§ **DEINE AUFGABEN**
A – Gib aus dem Text über Gregor Gysi die Stelle unverändert zurück, die mit den Wörtern „Zweimal haben wir“ beginnt und nach den Wörtern „in Abrede stellt.“ endet.
B – Wie lautet der folgende Satz aus dem Text über Gregor Gysi auf Englisch: „Das konnten wir eindeutig verneinen – allerdings ist ein Video mit einem erklärenden Statement des Linken-Politikers nicht mehr verfügbar.“?

Zweimal haben wir uns hier im Blog mit der Frage beschäftigt, ob der Bundestagsabgeordnete Gregor Gysi „Reichsbürger“-Positionen vertritt und die Souveränität der Bundesrepublik Deutschland in Abrede stellt.
Das konnten wir eindeutig verneinen – allerdings ist ein Video mit einem erklärenden Statement des Linken-Politikers nicht mehr verfügbar.
Dafür gibt es jetzt ein neues.
In der aktuellen Folge des Podcasts Gysi gegen Guttenberg kommt Gysi noch einmal auf das Thema zurück:
Als Beleg für die Souveränität führt er (bei Minute 17:00) an, dass
… Schröder zum Krieg gegen den Irak nein gesagt hat, und da war George W. Bush sauer, sehr sauer, aber er konnte es nicht verhindern, und das konnten wir ja nur, weil wir doch souverän sind.
Allerdings spricht Gysi davor (bei 14:38) von einem „Geheimvertrag“ mit den USA, und
… so etwas unterstützt natürlich immer alle Verschwörungstheoretikerinnen und -theoretiker.
Somit sei (15:48) deren „Theorie nicht ganz falsch – zwar überzogen, aber nicht ganz falsch“.
Wovon genau ist hier die Rede?

Einträge zum Zeigen und Beschriften

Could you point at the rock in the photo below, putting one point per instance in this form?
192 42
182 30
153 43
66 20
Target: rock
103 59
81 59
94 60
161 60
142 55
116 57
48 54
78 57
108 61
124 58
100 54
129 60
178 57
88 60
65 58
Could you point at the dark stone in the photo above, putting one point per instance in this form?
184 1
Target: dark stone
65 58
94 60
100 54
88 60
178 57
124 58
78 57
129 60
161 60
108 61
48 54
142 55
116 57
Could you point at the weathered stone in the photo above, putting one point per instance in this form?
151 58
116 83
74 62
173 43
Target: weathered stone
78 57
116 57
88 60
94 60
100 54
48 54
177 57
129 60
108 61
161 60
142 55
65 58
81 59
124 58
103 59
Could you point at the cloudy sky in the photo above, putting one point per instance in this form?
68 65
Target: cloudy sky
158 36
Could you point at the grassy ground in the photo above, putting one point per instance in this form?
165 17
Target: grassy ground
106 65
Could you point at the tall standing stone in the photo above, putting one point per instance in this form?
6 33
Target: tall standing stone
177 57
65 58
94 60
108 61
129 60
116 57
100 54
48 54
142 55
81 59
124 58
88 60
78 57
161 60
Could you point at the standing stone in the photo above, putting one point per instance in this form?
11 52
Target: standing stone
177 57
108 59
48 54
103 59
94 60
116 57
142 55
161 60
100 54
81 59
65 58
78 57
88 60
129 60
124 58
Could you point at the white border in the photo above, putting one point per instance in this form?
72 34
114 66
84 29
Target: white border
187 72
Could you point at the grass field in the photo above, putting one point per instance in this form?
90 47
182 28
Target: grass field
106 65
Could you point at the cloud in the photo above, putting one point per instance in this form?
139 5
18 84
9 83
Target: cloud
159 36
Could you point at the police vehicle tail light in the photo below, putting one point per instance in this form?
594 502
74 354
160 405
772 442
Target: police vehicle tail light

§ **ERWARTETE ANTWORTEN**
A –
Zweimal haben wir uns hier im Blog mit der Frage beschäftigt, ob der Bundestagsabgeordnete Gregor Gysi „Reichsbürger“-Positionen vertritt und die Souveränität der Bundesrepublik Deutschland in Abrede stellt.

B – We were able to answer that with a clear no – however, a video with an explanatory statement by the Left Party politician is no longer available.